* **SHORT PROBLEM**:
Reproduce the listing below from the line with "Segment every instance of the green" up to and including the line with "92 106 L 89", copying each line exactly and leaving out any pictures.

* **DATA SUPPLIED**:
----

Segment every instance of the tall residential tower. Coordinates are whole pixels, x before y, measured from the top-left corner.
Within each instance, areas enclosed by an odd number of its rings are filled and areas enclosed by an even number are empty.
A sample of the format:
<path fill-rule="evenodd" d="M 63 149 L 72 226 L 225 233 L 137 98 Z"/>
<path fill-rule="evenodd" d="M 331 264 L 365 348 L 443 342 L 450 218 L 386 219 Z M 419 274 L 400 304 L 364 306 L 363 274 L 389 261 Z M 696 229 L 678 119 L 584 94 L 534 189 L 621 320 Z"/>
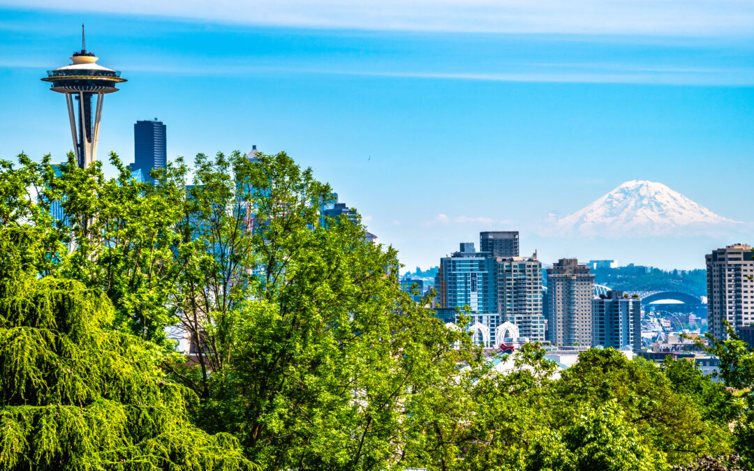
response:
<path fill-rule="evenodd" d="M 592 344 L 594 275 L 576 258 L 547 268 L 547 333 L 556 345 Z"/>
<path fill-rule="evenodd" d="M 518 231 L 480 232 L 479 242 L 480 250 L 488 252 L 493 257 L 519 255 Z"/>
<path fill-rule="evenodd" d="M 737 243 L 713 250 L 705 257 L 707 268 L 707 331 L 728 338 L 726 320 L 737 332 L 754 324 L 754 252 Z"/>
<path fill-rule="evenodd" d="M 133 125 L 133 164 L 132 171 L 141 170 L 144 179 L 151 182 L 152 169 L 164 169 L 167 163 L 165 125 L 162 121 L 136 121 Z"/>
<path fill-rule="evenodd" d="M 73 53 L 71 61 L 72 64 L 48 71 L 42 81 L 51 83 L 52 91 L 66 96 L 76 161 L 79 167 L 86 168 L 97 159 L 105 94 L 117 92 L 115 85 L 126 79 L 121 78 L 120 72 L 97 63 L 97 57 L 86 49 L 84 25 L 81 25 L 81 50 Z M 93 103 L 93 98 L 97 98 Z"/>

----

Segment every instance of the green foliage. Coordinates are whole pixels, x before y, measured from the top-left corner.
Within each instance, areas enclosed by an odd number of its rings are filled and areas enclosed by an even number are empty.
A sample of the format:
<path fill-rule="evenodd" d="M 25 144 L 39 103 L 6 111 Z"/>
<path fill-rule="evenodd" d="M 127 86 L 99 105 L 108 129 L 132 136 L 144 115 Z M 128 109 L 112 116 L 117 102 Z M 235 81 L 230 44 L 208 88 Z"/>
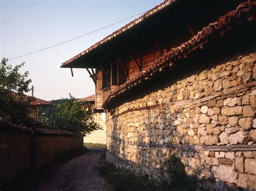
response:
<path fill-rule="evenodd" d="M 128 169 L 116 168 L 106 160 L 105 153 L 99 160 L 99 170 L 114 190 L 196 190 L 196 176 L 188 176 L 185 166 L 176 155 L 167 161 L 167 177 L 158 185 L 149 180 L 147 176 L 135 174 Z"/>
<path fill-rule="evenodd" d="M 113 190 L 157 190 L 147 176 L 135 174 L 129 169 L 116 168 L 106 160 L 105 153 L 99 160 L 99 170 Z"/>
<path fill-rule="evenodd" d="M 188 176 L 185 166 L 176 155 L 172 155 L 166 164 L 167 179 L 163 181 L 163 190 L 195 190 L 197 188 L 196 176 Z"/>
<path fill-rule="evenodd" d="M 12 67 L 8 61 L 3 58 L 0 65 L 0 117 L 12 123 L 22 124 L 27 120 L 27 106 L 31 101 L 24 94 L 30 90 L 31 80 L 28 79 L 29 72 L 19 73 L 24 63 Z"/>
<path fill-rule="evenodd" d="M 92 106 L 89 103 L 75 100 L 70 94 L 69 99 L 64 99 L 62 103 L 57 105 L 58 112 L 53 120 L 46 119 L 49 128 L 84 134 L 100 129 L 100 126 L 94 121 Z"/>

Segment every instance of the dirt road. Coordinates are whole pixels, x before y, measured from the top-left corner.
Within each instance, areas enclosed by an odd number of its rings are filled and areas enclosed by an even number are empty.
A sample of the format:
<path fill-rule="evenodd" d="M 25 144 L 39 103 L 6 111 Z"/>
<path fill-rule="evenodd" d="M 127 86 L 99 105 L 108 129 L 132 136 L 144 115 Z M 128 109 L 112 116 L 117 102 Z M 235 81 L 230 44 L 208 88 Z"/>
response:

----

* **FINAL RESULT**:
Segment every instance of the green foliage. Coordinates are whole pixels, x before y, measured from the top-left corner.
Within each instance, areas enclosed by an odd number of its rings are filled and areas enclosed by an even number are empty.
A sample of the format:
<path fill-rule="evenodd" d="M 25 144 L 39 103 L 6 111 Z"/>
<path fill-rule="evenodd" d="M 127 86 L 99 105 L 108 129 L 132 136 L 144 115 Z M 128 109 L 112 116 L 117 102 Z M 235 81 L 230 44 L 208 88 Z"/>
response:
<path fill-rule="evenodd" d="M 128 169 L 116 168 L 106 160 L 105 153 L 99 160 L 99 170 L 114 190 L 196 190 L 196 176 L 188 176 L 185 166 L 176 155 L 167 161 L 167 177 L 158 185 L 149 180 L 147 176 L 135 174 Z"/>
<path fill-rule="evenodd" d="M 113 190 L 157 190 L 147 176 L 135 174 L 129 169 L 116 168 L 106 160 L 105 153 L 99 160 L 99 170 Z"/>
<path fill-rule="evenodd" d="M 188 176 L 185 166 L 176 155 L 172 155 L 166 164 L 167 179 L 163 181 L 163 190 L 195 190 L 197 188 L 196 176 Z"/>
<path fill-rule="evenodd" d="M 12 67 L 8 61 L 3 58 L 0 65 L 0 117 L 12 123 L 22 124 L 27 120 L 27 106 L 31 101 L 24 94 L 30 90 L 31 80 L 28 79 L 29 72 L 19 73 L 24 63 Z"/>
<path fill-rule="evenodd" d="M 92 106 L 89 103 L 75 100 L 70 94 L 69 99 L 64 99 L 62 103 L 57 105 L 58 112 L 53 120 L 46 119 L 49 128 L 84 134 L 100 129 L 100 126 L 94 121 Z"/>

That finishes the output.